§ **Activity**: Search the records for lines that contain the word "building". Copy them all.

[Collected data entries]
━━━━━━━━━━━━━━━━━━━━
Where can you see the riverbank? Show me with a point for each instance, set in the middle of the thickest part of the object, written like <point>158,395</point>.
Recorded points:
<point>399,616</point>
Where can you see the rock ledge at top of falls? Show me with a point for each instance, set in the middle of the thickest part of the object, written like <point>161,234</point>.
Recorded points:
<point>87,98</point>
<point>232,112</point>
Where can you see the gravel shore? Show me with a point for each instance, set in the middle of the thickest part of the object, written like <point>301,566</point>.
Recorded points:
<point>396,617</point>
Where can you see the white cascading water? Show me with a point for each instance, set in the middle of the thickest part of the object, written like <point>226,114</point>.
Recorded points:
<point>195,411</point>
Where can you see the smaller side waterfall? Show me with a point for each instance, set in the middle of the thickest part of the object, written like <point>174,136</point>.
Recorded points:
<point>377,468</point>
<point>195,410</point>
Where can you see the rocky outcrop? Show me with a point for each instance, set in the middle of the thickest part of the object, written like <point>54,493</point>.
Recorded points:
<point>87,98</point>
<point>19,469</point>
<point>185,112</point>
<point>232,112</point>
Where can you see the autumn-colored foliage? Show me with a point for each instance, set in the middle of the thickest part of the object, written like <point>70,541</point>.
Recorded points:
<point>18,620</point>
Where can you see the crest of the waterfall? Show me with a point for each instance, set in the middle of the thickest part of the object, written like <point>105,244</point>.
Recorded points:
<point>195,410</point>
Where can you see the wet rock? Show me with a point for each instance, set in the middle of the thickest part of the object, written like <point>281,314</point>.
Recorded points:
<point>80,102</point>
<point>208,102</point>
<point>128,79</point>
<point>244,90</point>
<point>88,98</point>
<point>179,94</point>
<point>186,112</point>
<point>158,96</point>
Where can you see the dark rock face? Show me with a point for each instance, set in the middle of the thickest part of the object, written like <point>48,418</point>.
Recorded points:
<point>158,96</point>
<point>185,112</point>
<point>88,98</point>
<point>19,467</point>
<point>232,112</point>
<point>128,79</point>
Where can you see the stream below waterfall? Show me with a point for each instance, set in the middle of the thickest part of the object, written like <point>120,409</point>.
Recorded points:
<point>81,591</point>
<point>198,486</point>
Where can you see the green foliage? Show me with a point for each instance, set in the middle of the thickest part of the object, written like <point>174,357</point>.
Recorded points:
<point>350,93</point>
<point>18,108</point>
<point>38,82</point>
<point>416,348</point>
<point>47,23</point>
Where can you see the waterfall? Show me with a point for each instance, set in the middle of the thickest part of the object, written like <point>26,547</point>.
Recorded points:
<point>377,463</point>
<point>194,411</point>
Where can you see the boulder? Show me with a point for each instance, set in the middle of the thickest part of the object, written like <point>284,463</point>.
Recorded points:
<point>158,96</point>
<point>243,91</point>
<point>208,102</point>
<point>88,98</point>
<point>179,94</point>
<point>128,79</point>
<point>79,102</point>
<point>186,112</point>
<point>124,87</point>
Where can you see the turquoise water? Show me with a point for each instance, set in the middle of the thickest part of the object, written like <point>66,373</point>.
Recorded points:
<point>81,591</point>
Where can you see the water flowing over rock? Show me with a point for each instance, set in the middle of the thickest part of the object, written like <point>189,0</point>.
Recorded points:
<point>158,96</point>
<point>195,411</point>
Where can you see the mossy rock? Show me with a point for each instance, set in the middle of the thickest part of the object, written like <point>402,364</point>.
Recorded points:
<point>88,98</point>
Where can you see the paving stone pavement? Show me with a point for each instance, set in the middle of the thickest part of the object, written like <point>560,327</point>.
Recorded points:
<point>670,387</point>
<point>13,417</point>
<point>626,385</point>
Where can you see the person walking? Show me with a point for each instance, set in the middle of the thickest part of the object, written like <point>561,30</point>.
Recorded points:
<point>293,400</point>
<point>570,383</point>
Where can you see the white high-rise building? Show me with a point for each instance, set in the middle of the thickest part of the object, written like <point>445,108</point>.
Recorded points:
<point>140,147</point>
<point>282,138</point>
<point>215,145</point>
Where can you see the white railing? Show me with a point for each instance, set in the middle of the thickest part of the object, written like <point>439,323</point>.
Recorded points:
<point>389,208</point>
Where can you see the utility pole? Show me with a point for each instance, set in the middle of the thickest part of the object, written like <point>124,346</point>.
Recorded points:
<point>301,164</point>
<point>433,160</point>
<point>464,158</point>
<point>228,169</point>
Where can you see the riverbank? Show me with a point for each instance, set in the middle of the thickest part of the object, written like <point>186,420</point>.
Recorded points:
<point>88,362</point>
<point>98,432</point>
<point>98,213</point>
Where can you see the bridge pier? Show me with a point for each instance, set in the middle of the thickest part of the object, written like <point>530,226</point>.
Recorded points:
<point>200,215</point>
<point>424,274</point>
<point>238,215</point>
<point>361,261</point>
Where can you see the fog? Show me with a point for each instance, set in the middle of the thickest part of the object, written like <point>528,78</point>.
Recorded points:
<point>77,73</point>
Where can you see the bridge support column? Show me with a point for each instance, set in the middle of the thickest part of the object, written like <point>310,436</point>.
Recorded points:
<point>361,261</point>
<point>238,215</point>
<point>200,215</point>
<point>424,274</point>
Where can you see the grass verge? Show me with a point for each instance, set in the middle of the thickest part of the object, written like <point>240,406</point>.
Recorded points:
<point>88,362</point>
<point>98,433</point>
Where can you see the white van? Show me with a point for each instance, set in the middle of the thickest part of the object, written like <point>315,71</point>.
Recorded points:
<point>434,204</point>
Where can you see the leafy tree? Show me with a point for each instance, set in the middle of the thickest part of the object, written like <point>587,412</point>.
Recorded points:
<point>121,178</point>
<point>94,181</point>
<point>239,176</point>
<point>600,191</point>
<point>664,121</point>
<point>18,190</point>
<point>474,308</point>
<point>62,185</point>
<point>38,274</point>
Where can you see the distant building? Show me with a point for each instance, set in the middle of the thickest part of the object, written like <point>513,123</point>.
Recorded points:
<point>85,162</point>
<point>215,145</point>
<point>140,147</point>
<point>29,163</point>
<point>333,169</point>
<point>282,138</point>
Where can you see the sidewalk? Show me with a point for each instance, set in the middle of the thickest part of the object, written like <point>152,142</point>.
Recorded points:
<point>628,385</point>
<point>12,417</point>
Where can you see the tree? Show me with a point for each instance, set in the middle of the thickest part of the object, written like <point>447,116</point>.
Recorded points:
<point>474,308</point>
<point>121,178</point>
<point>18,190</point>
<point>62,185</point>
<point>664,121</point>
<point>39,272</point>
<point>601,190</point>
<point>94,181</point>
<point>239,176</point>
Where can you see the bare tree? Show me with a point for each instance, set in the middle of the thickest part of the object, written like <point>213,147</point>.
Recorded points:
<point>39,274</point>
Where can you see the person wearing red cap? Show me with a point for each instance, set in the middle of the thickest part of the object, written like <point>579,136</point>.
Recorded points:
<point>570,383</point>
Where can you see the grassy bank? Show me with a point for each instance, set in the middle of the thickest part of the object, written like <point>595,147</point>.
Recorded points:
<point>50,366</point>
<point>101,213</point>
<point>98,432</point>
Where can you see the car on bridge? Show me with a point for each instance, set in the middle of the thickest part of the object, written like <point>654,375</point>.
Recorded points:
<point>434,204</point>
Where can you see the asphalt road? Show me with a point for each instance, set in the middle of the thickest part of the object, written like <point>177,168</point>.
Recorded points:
━━━━━━━━━━━━━━━━━━━━
§ **Worked solution**:
Where can you see the white high-rise building? Show me with a point for each instance, set in the middle of the thickest part of the object, written like <point>445,108</point>.
Where can you see the distant building? Show me with a point for each instance, set in the middle of the thickest part of the object, written like <point>513,123</point>.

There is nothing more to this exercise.